▶ TASK GOAL
Copy each of the items below word for word, leaving out the pictures.

··········

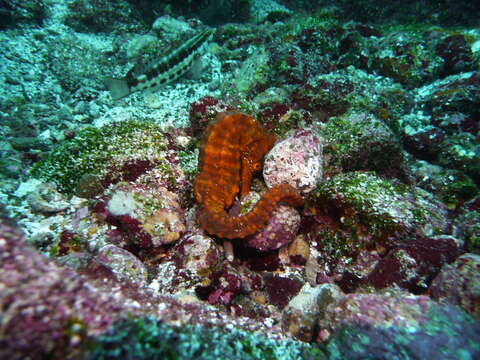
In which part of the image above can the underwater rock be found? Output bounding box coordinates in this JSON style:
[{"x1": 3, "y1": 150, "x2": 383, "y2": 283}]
[
  {"x1": 453, "y1": 196, "x2": 480, "y2": 253},
  {"x1": 0, "y1": 0, "x2": 47, "y2": 30},
  {"x1": 89, "y1": 244, "x2": 148, "y2": 285},
  {"x1": 234, "y1": 47, "x2": 270, "y2": 95},
  {"x1": 282, "y1": 283, "x2": 344, "y2": 342},
  {"x1": 75, "y1": 174, "x2": 105, "y2": 199},
  {"x1": 31, "y1": 120, "x2": 185, "y2": 194},
  {"x1": 322, "y1": 113, "x2": 406, "y2": 178},
  {"x1": 411, "y1": 161, "x2": 479, "y2": 210},
  {"x1": 242, "y1": 205, "x2": 301, "y2": 251},
  {"x1": 27, "y1": 183, "x2": 70, "y2": 214},
  {"x1": 65, "y1": 0, "x2": 147, "y2": 33},
  {"x1": 429, "y1": 253, "x2": 480, "y2": 320},
  {"x1": 303, "y1": 172, "x2": 452, "y2": 292},
  {"x1": 250, "y1": 0, "x2": 293, "y2": 24},
  {"x1": 263, "y1": 129, "x2": 322, "y2": 194},
  {"x1": 435, "y1": 34, "x2": 475, "y2": 75},
  {"x1": 264, "y1": 274, "x2": 304, "y2": 309},
  {"x1": 363, "y1": 236, "x2": 460, "y2": 294},
  {"x1": 288, "y1": 234, "x2": 310, "y2": 265},
  {"x1": 174, "y1": 235, "x2": 224, "y2": 278},
  {"x1": 187, "y1": 96, "x2": 230, "y2": 138},
  {"x1": 0, "y1": 219, "x2": 135, "y2": 359},
  {"x1": 317, "y1": 293, "x2": 480, "y2": 359},
  {"x1": 106, "y1": 184, "x2": 186, "y2": 249}
]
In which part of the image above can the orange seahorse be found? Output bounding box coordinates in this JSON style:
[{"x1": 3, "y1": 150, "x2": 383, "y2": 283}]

··········

▶ WRITTEN SOLUTION
In which part of the image above can the underwater rock be found? Output bounding box coordinates in this JSON style:
[{"x1": 3, "y1": 150, "x2": 383, "y2": 283}]
[
  {"x1": 453, "y1": 196, "x2": 480, "y2": 253},
  {"x1": 0, "y1": 0, "x2": 47, "y2": 30},
  {"x1": 89, "y1": 244, "x2": 148, "y2": 285},
  {"x1": 234, "y1": 47, "x2": 270, "y2": 95},
  {"x1": 282, "y1": 283, "x2": 344, "y2": 342},
  {"x1": 75, "y1": 174, "x2": 105, "y2": 199},
  {"x1": 31, "y1": 120, "x2": 185, "y2": 194},
  {"x1": 322, "y1": 113, "x2": 406, "y2": 178},
  {"x1": 411, "y1": 161, "x2": 479, "y2": 210},
  {"x1": 242, "y1": 205, "x2": 301, "y2": 251},
  {"x1": 27, "y1": 183, "x2": 70, "y2": 214},
  {"x1": 65, "y1": 0, "x2": 147, "y2": 33},
  {"x1": 429, "y1": 253, "x2": 480, "y2": 320},
  {"x1": 303, "y1": 172, "x2": 452, "y2": 292},
  {"x1": 250, "y1": 0, "x2": 293, "y2": 24},
  {"x1": 263, "y1": 129, "x2": 322, "y2": 194},
  {"x1": 435, "y1": 34, "x2": 475, "y2": 75},
  {"x1": 264, "y1": 274, "x2": 304, "y2": 309},
  {"x1": 363, "y1": 236, "x2": 460, "y2": 294},
  {"x1": 288, "y1": 234, "x2": 310, "y2": 265},
  {"x1": 174, "y1": 235, "x2": 224, "y2": 278},
  {"x1": 187, "y1": 96, "x2": 230, "y2": 138},
  {"x1": 0, "y1": 219, "x2": 135, "y2": 359},
  {"x1": 317, "y1": 293, "x2": 480, "y2": 359},
  {"x1": 106, "y1": 184, "x2": 186, "y2": 249}
]
In which part of the image above can the orange seahorse be found? Output bounding box coordinates in this JSON style:
[{"x1": 3, "y1": 150, "x2": 383, "y2": 283}]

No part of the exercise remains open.